→ **Instructions for the task**
Gather each line of the material that contains the string "mast". Matching is case-sensitive.

╭─ Input

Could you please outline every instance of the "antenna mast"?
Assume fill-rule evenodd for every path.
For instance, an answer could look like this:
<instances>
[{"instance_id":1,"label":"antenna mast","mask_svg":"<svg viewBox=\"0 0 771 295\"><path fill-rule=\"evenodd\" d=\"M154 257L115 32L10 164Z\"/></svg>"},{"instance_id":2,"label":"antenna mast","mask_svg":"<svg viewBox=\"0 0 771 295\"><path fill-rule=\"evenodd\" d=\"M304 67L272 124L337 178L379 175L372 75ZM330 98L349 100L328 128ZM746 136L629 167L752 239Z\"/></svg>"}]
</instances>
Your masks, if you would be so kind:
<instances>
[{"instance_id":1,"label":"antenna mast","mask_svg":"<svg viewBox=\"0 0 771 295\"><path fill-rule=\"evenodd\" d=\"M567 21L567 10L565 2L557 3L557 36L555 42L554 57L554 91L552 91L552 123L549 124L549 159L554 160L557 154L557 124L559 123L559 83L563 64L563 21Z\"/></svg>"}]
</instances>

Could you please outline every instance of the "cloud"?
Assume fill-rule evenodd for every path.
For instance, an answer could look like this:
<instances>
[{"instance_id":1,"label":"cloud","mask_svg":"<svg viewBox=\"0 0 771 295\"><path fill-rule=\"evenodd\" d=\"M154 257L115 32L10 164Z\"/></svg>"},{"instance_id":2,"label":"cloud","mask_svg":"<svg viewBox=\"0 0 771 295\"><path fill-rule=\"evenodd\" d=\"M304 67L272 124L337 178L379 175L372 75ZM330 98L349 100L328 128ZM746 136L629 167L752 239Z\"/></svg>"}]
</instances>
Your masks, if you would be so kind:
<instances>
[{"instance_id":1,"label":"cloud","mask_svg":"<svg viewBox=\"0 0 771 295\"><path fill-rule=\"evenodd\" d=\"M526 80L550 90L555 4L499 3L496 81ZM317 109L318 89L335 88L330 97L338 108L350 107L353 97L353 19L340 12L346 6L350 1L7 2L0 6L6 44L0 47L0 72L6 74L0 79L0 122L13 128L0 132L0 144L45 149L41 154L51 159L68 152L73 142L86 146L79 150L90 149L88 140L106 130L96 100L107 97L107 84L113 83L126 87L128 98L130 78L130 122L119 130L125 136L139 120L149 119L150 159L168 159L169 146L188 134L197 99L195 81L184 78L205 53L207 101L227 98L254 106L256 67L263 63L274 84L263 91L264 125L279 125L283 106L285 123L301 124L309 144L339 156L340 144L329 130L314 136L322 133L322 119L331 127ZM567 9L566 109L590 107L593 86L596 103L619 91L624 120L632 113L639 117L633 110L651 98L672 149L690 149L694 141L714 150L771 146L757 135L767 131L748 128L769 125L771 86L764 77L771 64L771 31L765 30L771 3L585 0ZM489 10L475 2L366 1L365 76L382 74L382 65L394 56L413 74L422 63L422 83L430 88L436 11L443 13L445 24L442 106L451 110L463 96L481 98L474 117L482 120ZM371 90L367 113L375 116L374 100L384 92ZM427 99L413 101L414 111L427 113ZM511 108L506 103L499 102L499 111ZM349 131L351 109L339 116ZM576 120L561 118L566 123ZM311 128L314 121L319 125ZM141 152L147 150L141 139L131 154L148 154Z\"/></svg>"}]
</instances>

╰─

→ **Exercise solution**
Could you please outline every instance of the "antenna mast"?
[{"instance_id":1,"label":"antenna mast","mask_svg":"<svg viewBox=\"0 0 771 295\"><path fill-rule=\"evenodd\" d=\"M154 257L115 32L10 164Z\"/></svg>"},{"instance_id":2,"label":"antenna mast","mask_svg":"<svg viewBox=\"0 0 771 295\"><path fill-rule=\"evenodd\" d=\"M304 67L272 124L337 178L379 175L372 75ZM330 98L349 100L328 128ZM746 136L629 167L752 239Z\"/></svg>"}]
[{"instance_id":1,"label":"antenna mast","mask_svg":"<svg viewBox=\"0 0 771 295\"><path fill-rule=\"evenodd\" d=\"M567 21L567 10L565 2L557 3L557 36L555 42L554 57L554 91L552 91L552 123L549 124L549 159L554 160L557 154L557 124L559 123L559 83L563 64L563 21Z\"/></svg>"}]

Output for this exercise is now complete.